§ EXTRACT TO READ:
•••

As the Obama administration formulates policies for Asia, it should make a trans-Pacific vision for regional integration a clear and central U.S. priority.
Almost two decades ago, then-Secretary of State James Baker stated that the United States wanted to avoid any policy that “would draw a line down the middle of the Pacific and threaten to divide East Asia and North America.”
As President Obama continues on a nine-day tour of Asian countries, including the Asia-Pacific Economic Cooperation (APEC) summit, he should make a trans-Pacific vision for regional integration a clear and central U.S. priority.
Over the past 15 years, at times it has seemed that U.S. policy makers no longer heeded Baker’s advice. To many observers, APEC’s fortunes peaked in 1994, when the so-called Bogor Declaration committed its member nations to achieving free trade in the Asia-Pacific by 2010 for developed countries and 2020 for developing countries.
APEC has always been an odd beast among trade agreements—it has never proceeded from a traditional reciprocity-based framework. Rather, it has worked on the basis of “concerted unilateralism,” whereby each member nation was expected to move toward free trade at its own pace and by its own path.
In 1997, the Clinton administration tried to change all of this by proposing and pushing hard for reciprocity-based trade liberalization in several sectors. After a bitter fight, with opposition quietly led by Japan, it failed. It should be noted that this big push came in the midst of the 1997 Asian financial crisis, the biggest setback for Asian economies since they took off in the 1960s. At that point, the Clinton administration walked away from APEC, arguing that it wasn’t serious about trade liberalization (the equivalent of the old GATT, it was said: “the General Agreement to Talk and Talk”).
Under the Bush administration, APEC trade liberalization initiatives were sidelined by the 9/11 terrorist attacks. Until 2006, the Bush White House largely ignored the economic aspects of APEC and pressed to turn the organization into a vehicle for anti-terrorist activities, while pushing security as a regional priority.
Only in 2006 did Bush trade officials belatedly attempt a new initiative for regional free trade: the Free Trade Agreement for the Asia-Pacific (FTAAP). By this time, however, the woes of the Bush administration on many fronts gave U.S. trade officials little power to negotiate. The proposal was given a polite reception and shunted off to study groups (not least among its weaknesses was the utopian magnitude of its scope, which allowed skeptics to argue that it was a good idea—for 2030 or thereabouts).
The Obama Administration and the Asian Economic Institutional Landscape
At the outset of the Obama administration, much has changed in East Asia since the Bogor free trade goals of 1994. Two major phenomena challenge trans-Pacific regionalism embodied in APEC.
First, since 2000 there has been an explosion of bilateral free trade agreements (FTAs) among Asian nations and between Asian and other nations. At last count, there were some 60 FTAs at some stage of negotiations, on top of more than 130 already negotiated. In 2000, no East Asian nation was a part of an FTA; today virtually every country in the region has completed or is in process of negotiating bilateral FTAs.

•••

§ INFORMATION SHOWN:
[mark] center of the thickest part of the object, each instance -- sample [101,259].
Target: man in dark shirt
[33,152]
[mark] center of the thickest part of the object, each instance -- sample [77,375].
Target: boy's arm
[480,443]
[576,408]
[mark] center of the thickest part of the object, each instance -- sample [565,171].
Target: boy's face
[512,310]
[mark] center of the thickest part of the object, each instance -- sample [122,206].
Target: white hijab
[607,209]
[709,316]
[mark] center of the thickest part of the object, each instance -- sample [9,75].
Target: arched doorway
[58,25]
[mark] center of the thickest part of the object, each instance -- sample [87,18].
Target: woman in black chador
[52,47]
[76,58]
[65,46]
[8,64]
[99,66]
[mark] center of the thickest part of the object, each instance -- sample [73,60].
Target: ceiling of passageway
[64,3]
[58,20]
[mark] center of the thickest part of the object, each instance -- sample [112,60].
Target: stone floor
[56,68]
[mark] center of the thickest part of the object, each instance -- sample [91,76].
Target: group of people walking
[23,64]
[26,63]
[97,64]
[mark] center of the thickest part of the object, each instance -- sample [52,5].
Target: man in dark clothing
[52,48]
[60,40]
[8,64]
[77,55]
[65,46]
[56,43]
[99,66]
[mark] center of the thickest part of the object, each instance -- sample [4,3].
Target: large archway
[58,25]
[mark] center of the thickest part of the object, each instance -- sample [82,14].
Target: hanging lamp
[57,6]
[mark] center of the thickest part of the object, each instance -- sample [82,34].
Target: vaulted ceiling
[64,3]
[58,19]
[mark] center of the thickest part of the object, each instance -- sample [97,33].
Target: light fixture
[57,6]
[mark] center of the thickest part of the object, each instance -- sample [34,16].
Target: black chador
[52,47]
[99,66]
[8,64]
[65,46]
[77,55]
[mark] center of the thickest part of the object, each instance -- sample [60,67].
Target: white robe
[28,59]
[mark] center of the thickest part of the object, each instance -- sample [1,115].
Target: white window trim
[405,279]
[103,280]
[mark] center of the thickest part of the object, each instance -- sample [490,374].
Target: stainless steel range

•••

§ PROBLEM TO SOLVE: Translate this sentence from the article on U.S. trade policy in Asia into Spanish: "By this time, however, the woes of the Bush administration on many fronts gave U.S. trade officials little power to negotiate."

§ ANSWER TO THE PROBLEM: Para entonces, sin embargo, los problemas de la administración Bush en muchos frentes les daban a los funcionarios comerciales de EE. UU. poco poder para negociar.